What this exercise asks |
• A. In the text on babysitter pay rates, what does Care.com offer to parents?
• B. Write the next part of the text on babysitter pay rates, continuing after its final sentence.

Text block |
^^^^

Trying to figure out the appropriate rate to pay your babysitter? Here are the factors you need to consider when calculating babysitter pay rates.

There are several factors that can impact the rate you need to pay a babysitter in order to have someone take care of your kids with the experience, qualifications and education you require.
 
Care.com has a babysitter pay rate calculator that will calculate the going rate for sitters in your area. Use the calculator to get the basic babysitter pay rates for your neighbourhood and then adjust them according to the following factors.

 
1. Amount of child care
The amount of babysitting and time of day you need a babysitter can impact the rate you will need to pay. For example, do you need a babysitter full time, part time, or just for occasional help? If it’s part-time, is it for the same days and times each week? Is the job during the week, on weekends or some of each?
 
For occasional babysitting, you will generally pay more if the kids will be awake the whole time you’re gone, and less if they can put the kids to bed and watch TV.

^^^^

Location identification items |
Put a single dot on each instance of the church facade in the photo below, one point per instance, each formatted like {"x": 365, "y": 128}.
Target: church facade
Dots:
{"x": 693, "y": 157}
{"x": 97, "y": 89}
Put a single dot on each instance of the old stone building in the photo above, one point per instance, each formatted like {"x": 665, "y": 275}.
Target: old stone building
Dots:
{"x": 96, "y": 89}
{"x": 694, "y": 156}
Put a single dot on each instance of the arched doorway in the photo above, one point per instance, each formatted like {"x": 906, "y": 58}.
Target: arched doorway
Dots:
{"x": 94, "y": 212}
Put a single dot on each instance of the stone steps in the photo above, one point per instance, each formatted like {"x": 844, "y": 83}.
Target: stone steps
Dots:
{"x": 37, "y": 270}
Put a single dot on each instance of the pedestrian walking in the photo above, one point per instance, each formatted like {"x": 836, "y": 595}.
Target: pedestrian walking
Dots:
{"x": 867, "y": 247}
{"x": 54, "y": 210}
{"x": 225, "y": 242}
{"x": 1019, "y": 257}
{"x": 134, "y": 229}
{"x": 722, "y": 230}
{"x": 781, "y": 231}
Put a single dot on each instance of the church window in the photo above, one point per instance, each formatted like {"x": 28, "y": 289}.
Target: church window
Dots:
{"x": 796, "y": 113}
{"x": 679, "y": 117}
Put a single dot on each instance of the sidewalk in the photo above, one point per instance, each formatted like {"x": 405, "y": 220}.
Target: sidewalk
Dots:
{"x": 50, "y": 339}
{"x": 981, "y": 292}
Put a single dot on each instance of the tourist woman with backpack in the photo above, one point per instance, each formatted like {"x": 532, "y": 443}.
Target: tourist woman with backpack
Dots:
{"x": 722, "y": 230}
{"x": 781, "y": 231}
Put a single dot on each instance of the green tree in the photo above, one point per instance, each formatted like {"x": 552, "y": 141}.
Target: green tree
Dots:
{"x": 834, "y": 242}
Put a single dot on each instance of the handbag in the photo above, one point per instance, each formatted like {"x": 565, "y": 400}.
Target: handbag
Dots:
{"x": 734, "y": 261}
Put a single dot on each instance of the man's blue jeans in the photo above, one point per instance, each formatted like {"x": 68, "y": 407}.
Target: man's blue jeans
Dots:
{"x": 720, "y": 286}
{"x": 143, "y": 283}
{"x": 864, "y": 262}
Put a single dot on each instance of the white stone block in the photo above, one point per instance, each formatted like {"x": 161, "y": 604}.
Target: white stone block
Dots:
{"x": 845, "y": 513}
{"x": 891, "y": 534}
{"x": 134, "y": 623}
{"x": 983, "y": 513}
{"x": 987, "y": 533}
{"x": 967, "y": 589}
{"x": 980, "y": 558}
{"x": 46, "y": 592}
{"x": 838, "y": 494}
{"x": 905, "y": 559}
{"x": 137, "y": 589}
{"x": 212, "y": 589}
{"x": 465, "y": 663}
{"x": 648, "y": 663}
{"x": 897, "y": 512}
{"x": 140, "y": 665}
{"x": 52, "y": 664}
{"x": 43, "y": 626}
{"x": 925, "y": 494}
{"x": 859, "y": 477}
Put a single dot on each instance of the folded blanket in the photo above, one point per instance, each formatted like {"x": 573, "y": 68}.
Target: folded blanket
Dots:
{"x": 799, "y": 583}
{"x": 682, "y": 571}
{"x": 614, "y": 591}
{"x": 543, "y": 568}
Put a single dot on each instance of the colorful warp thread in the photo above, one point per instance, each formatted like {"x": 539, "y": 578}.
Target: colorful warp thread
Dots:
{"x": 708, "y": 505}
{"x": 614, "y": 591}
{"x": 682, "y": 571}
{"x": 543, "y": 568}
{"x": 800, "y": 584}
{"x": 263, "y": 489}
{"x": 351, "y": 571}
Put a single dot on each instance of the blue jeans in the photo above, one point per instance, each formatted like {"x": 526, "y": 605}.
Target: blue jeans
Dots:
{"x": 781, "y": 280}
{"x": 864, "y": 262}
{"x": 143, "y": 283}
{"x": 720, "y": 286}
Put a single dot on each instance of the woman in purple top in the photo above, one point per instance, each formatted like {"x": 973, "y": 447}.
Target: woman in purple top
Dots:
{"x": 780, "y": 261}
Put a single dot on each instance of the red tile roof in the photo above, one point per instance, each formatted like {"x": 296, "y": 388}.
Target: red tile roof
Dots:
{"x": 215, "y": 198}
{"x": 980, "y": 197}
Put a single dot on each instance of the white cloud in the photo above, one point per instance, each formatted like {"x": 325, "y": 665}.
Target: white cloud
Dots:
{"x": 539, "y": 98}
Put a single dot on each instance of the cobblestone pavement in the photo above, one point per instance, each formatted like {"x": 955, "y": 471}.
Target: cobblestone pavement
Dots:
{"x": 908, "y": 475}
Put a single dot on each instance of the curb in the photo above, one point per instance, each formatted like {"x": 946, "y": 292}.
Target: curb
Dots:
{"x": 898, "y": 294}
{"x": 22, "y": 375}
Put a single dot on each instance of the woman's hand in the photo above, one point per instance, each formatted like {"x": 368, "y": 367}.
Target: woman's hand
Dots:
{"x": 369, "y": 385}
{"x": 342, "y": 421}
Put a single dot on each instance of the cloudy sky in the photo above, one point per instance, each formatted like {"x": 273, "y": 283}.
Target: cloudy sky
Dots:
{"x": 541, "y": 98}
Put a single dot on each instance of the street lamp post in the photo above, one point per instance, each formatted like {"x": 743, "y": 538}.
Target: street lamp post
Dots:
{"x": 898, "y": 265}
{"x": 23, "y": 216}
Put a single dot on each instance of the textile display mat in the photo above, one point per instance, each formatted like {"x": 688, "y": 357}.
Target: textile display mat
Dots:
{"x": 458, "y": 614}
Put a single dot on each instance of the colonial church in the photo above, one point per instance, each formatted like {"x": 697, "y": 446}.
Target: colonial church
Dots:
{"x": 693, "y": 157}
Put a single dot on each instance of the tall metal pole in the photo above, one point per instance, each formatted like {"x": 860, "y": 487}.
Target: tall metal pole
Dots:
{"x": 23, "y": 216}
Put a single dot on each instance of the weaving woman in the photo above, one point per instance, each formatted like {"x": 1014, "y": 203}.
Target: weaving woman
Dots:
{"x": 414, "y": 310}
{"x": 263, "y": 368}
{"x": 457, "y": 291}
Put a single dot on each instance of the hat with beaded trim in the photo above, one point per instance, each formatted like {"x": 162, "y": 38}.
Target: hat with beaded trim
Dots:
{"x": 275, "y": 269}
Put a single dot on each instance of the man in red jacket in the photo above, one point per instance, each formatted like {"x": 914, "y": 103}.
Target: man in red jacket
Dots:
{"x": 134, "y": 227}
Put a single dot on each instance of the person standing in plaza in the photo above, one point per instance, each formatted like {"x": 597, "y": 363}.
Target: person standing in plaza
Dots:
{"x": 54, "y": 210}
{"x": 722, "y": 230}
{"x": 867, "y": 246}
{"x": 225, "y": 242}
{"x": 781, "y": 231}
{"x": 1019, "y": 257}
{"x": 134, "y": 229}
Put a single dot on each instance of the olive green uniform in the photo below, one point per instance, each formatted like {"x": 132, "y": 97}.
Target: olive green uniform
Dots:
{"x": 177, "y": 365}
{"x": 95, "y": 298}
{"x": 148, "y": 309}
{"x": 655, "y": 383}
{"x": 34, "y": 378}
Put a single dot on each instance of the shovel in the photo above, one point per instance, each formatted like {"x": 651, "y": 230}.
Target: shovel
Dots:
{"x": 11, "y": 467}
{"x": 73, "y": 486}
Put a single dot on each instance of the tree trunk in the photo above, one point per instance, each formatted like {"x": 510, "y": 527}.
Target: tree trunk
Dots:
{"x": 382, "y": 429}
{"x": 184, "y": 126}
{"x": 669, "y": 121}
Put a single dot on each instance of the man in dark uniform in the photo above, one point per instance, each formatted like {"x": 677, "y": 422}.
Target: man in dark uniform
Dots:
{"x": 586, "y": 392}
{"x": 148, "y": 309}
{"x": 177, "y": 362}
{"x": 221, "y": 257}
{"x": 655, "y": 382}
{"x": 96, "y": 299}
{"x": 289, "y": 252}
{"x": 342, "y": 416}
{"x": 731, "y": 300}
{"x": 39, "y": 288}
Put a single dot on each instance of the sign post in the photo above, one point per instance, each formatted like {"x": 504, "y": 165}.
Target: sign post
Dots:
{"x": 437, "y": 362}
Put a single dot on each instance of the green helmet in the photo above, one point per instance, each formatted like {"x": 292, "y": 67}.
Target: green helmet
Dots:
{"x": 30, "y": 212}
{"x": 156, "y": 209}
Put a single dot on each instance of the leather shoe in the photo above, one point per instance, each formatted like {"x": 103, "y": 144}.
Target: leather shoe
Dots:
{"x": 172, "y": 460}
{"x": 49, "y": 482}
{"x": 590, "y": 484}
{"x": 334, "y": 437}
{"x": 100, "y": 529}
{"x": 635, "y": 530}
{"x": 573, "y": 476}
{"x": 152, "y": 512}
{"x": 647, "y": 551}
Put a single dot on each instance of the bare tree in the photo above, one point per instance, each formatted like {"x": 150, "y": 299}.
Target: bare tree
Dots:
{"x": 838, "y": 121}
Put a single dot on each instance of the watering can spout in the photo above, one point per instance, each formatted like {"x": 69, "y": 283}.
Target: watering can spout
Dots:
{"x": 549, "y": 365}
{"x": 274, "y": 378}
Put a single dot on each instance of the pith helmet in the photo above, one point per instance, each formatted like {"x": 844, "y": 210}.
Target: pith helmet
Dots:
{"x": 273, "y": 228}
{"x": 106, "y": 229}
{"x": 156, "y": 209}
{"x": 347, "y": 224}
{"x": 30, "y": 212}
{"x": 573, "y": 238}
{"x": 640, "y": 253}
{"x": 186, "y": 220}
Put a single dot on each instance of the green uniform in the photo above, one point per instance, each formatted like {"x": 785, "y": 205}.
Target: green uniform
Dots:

^^^^

Answers in order |
• A. A babysitter pay rate calculator that works out the going rate for sitters in your area.

• B.
 
2. Location
Major metropolitan areas tend to have higher babysitting rates than rural areas. Suburbs can also have much higher babysitting rates than rural areas, especially if they serve a large commuter population and are near a major city. A higher cost of living equals higher wages.

 
3. Number of children
Keeping an eye on 1 child is a lot different than watching 2 or 3 or more kids. The rate you pay should reflect this. Your babysitter needs to control a larger group, deal with kids interacting with each other, and be more aware of group dynamics than if she’s watching 1 child. You should expect to pay $2 to $5 more an hour for each additional child.

 
4. Additional responsibilities
Many babysitters are happy to help with chores, as long as it doesn’t interfere with their caregiving. Asking your babysitter to help with laundry or pick up groceries are definitely tasks requiring extra pay. Expect to pay at least another $1-2 per hour in addition to the basic rate. Basic tidying up and getting the kids a snack are usually included in your basic rate—just be sure your babysitter knows what your expectations are.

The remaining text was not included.